REQUEST 1
How many lines in the entries contain the string "diagonal"? Give only the number.
** Begin TEXT SECTION **
Finite sum of reciprocal odd integers

Question

Mathematica tells me that $\sum\limits_{i=1}^n \frac1{2i-1}$ is equal to $\frac12 H_{n-1/2}+\log\,2$, where $H_n$ is a harmonic number.

Why is this true? Is there a general strategy for evaluating sums of the form $\sum\limits_{i=1}^n \frac1{ai+b}$?
** End TEXT SECTION **
** Begin GIVEN RECORDS **
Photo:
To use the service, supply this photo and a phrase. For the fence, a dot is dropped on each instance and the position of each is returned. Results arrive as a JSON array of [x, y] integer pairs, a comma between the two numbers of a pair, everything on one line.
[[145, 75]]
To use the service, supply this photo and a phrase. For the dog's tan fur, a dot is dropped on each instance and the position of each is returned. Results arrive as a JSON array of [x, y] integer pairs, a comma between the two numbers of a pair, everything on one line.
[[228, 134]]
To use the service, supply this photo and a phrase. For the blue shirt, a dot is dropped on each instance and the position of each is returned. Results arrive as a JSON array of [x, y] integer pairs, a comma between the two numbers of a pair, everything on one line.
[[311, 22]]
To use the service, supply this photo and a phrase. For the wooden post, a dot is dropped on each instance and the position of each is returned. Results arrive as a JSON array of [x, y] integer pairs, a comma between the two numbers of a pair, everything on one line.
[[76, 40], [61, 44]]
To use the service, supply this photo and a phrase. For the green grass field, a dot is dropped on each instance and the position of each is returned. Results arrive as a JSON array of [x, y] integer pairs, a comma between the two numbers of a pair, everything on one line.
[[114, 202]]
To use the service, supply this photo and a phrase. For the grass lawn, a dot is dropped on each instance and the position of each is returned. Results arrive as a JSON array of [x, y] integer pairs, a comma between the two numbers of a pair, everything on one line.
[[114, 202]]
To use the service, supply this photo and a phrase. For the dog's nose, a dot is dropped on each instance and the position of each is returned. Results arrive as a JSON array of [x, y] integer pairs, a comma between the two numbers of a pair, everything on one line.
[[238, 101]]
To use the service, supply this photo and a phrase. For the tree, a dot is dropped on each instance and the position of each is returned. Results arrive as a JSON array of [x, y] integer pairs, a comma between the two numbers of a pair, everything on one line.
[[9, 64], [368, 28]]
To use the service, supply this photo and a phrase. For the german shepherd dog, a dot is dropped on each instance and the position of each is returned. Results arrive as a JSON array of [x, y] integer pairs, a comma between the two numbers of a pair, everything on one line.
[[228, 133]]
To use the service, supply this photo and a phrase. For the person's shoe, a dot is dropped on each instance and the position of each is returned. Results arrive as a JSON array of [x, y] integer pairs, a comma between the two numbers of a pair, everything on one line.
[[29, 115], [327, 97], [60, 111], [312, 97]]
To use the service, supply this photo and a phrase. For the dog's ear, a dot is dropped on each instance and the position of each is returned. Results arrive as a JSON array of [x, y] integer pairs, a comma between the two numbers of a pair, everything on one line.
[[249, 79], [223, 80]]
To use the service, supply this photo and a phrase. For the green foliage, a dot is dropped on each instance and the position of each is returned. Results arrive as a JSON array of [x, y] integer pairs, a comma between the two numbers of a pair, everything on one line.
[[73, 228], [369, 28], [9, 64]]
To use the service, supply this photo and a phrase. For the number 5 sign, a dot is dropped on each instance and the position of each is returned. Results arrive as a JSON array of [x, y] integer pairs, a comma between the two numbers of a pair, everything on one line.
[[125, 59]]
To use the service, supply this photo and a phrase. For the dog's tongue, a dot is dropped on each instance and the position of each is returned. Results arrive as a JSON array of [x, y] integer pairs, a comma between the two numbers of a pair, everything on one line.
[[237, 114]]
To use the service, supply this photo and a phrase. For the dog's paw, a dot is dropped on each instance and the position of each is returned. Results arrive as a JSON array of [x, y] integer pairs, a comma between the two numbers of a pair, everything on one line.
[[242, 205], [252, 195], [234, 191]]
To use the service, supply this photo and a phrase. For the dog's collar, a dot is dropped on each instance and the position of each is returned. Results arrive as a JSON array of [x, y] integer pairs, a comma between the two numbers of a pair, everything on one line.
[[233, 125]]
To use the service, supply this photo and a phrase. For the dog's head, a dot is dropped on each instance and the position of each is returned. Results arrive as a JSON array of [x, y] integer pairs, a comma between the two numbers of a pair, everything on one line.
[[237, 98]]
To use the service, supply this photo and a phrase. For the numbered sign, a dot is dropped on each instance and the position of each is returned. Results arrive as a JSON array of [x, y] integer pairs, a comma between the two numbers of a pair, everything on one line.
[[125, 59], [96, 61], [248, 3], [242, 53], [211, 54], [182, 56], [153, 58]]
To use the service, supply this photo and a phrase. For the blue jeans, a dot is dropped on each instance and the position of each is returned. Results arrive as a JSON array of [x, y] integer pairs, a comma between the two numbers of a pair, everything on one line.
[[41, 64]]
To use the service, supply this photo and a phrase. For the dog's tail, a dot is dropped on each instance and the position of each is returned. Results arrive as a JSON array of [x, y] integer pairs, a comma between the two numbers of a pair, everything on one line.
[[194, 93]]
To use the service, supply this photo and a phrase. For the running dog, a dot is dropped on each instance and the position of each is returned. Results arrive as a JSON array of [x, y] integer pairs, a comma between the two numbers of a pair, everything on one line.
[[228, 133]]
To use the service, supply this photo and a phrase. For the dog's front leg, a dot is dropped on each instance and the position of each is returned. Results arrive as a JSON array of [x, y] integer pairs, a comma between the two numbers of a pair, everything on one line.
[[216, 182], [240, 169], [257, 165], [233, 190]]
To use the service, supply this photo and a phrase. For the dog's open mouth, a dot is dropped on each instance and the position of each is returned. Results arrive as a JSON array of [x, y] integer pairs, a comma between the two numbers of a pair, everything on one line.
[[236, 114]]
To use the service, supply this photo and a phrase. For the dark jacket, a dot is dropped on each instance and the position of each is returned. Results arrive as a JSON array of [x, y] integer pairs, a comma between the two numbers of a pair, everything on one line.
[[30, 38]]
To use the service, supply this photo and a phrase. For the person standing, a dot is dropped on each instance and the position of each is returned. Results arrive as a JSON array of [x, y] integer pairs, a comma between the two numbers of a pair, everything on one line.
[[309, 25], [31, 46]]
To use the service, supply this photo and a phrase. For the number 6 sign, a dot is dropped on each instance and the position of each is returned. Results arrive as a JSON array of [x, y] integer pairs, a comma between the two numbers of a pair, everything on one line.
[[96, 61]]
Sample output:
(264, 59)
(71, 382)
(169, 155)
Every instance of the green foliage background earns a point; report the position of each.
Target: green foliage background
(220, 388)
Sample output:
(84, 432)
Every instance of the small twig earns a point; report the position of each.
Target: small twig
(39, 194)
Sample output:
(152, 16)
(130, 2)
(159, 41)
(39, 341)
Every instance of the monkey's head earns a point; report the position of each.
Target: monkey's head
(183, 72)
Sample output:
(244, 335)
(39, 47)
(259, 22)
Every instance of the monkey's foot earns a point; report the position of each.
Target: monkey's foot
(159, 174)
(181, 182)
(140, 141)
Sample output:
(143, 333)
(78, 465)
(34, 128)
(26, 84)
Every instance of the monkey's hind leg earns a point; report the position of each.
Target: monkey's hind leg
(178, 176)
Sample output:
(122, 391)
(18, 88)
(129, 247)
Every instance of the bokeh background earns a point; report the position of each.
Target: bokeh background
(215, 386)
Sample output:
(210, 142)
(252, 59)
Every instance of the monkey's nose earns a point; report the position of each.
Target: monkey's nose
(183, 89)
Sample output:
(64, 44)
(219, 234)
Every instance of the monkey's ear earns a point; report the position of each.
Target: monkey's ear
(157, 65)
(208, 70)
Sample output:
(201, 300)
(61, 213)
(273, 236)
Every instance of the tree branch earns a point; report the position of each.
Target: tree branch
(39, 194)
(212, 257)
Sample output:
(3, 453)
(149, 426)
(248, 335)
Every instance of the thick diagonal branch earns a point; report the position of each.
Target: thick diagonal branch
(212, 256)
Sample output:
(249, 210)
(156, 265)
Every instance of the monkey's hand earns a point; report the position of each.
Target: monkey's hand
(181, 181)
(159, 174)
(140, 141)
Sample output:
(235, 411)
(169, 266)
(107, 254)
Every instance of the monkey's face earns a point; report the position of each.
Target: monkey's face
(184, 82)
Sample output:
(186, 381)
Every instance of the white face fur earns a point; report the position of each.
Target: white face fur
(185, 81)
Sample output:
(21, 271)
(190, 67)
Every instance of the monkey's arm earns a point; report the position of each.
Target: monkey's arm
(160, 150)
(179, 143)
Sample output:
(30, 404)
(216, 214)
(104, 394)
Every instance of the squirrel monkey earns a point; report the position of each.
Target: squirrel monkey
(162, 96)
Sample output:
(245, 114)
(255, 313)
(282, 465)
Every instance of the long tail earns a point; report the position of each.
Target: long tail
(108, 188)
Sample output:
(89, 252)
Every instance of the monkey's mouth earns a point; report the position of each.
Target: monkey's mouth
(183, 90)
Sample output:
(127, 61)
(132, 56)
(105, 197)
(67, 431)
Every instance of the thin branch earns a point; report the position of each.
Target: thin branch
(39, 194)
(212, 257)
** End GIVEN RECORDS **
** Begin GIVEN RECORDS **
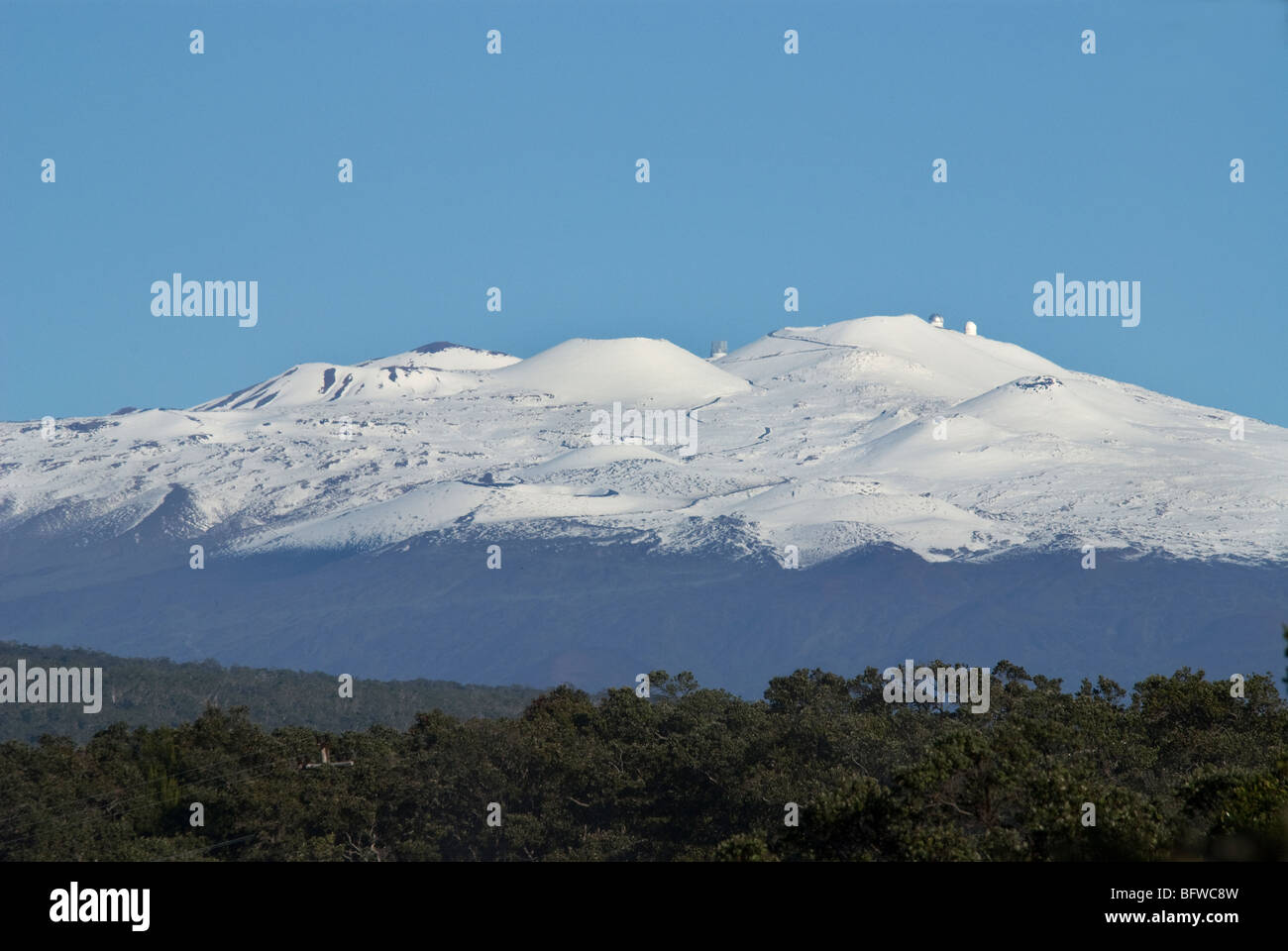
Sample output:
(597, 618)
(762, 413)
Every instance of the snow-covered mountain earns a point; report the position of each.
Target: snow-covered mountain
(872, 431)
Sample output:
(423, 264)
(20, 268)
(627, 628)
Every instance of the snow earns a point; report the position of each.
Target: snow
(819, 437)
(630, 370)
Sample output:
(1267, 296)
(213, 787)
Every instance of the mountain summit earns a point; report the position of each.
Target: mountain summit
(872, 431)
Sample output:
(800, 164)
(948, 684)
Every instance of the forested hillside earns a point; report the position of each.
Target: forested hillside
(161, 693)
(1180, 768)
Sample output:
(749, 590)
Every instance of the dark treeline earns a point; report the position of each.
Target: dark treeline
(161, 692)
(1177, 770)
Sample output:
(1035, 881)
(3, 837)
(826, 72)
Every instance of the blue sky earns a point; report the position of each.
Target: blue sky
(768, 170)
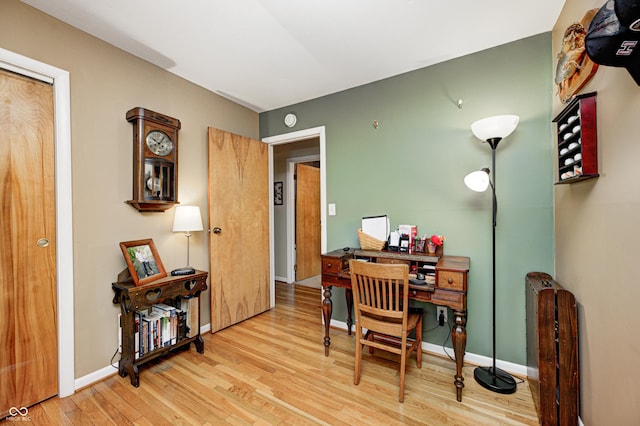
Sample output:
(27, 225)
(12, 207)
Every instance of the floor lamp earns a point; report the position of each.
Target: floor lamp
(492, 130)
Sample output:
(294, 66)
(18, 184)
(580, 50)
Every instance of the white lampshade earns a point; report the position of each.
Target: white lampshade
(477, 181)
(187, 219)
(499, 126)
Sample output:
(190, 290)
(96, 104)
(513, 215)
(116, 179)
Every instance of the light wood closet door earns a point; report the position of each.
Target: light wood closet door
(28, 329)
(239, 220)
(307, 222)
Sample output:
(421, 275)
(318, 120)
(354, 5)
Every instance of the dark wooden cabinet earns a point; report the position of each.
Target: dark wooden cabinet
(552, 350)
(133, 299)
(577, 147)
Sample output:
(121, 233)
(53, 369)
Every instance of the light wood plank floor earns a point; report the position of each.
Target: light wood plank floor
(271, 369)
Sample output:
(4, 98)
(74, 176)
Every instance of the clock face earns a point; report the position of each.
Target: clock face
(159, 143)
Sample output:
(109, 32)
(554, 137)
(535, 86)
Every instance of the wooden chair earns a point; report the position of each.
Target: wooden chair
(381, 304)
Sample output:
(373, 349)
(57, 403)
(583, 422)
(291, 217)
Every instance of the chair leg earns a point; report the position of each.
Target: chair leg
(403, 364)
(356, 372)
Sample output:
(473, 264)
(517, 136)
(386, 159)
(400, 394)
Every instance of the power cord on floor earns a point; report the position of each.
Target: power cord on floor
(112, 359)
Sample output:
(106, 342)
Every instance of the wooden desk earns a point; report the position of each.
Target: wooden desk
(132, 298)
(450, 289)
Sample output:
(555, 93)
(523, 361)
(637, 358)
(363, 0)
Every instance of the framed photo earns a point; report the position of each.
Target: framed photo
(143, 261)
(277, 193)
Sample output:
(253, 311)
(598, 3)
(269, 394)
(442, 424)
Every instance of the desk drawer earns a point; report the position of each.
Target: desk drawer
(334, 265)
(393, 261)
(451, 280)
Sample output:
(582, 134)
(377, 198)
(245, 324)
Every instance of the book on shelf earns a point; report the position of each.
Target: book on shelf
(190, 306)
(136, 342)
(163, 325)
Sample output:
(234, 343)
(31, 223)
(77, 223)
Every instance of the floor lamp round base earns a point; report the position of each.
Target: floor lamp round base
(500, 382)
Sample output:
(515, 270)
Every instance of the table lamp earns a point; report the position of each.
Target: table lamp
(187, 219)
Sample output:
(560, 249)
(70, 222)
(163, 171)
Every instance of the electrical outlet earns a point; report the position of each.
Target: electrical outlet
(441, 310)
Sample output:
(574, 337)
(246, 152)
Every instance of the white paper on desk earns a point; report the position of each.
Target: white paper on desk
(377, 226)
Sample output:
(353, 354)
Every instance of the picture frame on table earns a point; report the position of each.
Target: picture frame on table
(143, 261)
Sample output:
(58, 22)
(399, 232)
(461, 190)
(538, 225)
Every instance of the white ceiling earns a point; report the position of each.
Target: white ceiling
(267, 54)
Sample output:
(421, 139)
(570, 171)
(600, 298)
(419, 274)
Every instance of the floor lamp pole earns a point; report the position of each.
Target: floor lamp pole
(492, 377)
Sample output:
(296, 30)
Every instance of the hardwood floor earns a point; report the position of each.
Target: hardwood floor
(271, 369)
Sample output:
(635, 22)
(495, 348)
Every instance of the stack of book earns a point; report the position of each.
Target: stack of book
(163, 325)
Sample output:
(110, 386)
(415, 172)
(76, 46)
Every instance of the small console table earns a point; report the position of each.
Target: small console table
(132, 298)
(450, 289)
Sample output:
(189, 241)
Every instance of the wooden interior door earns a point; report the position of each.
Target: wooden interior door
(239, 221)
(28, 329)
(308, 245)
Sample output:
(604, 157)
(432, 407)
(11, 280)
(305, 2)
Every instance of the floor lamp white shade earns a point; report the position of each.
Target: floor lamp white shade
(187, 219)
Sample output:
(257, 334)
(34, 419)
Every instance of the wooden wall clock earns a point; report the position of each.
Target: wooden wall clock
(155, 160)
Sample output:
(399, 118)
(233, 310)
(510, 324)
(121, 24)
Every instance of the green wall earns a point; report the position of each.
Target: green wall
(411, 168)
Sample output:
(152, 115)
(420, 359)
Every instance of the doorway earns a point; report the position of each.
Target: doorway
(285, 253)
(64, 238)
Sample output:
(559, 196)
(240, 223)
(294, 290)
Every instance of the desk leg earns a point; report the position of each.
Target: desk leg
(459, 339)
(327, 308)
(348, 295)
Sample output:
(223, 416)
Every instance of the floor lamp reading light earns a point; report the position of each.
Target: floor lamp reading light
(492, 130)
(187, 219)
** End GIVEN RECORDS **
** Begin GIVEN RECORDS **
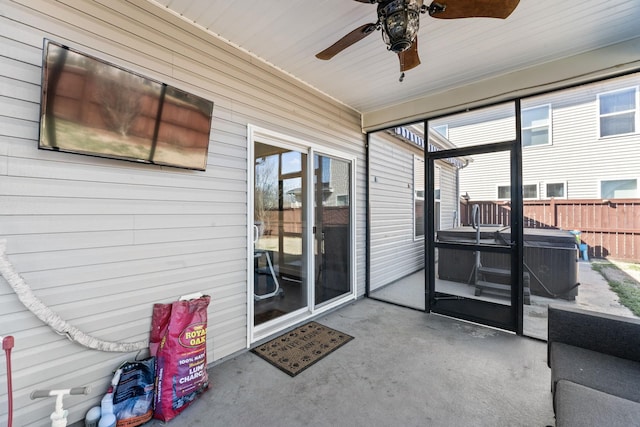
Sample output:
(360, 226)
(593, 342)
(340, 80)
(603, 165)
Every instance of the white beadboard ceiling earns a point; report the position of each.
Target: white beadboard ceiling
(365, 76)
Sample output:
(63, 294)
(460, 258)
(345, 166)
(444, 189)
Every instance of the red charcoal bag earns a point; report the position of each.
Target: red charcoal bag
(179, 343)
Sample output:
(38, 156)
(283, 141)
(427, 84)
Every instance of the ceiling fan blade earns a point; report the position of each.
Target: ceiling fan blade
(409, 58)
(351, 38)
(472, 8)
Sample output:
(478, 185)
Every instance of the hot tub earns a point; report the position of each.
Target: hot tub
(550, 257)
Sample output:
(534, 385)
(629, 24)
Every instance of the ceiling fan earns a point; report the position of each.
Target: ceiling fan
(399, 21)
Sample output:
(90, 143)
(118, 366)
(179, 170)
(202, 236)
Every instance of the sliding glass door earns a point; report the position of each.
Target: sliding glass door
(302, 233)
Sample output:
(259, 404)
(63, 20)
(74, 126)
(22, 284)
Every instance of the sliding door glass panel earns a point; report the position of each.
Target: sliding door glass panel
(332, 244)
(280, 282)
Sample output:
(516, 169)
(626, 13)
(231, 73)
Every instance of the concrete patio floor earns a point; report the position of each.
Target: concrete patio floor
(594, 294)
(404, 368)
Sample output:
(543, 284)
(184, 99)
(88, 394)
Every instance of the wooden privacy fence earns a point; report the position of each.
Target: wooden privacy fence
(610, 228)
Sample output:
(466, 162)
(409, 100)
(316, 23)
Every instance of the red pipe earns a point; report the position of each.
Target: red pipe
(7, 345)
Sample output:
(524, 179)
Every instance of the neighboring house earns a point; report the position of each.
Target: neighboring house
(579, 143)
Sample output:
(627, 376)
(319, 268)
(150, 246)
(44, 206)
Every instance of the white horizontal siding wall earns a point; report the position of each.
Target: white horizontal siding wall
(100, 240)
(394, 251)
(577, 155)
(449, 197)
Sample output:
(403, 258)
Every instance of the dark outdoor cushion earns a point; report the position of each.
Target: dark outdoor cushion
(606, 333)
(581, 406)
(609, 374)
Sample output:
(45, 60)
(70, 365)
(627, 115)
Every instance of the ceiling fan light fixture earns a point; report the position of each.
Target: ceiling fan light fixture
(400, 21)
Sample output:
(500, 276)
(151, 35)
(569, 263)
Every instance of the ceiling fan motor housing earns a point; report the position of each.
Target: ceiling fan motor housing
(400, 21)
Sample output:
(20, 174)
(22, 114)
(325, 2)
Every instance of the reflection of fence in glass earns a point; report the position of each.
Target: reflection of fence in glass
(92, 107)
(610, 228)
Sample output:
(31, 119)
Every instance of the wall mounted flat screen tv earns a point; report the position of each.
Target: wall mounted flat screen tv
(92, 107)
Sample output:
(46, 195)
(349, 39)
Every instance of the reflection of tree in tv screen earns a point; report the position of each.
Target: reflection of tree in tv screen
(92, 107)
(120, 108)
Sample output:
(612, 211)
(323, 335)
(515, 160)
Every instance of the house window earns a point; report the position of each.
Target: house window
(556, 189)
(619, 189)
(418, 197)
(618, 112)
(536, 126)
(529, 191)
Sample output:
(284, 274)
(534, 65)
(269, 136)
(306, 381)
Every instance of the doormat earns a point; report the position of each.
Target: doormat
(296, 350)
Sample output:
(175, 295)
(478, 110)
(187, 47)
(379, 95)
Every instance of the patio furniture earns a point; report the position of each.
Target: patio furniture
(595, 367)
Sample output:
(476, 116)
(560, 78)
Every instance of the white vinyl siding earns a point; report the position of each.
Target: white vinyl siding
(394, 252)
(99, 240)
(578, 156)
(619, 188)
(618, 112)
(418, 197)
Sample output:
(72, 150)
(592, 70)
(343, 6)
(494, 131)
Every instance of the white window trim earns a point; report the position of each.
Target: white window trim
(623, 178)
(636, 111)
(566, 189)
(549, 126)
** End GIVEN RECORDS **
REQUEST 2
How would you restate the paragraph beginning "Mathematica tells me" from the post on sums of reciprocal odd integers more briefly, keeping its main facts?

TASK RESULT 1
2

TASK RESULT 2
Mathematica gives $\sum_{i=1}^n \frac1{2i-1} = \frac12 H_{n-1/2} + \log 2$, with $H_n$ a harmonic number.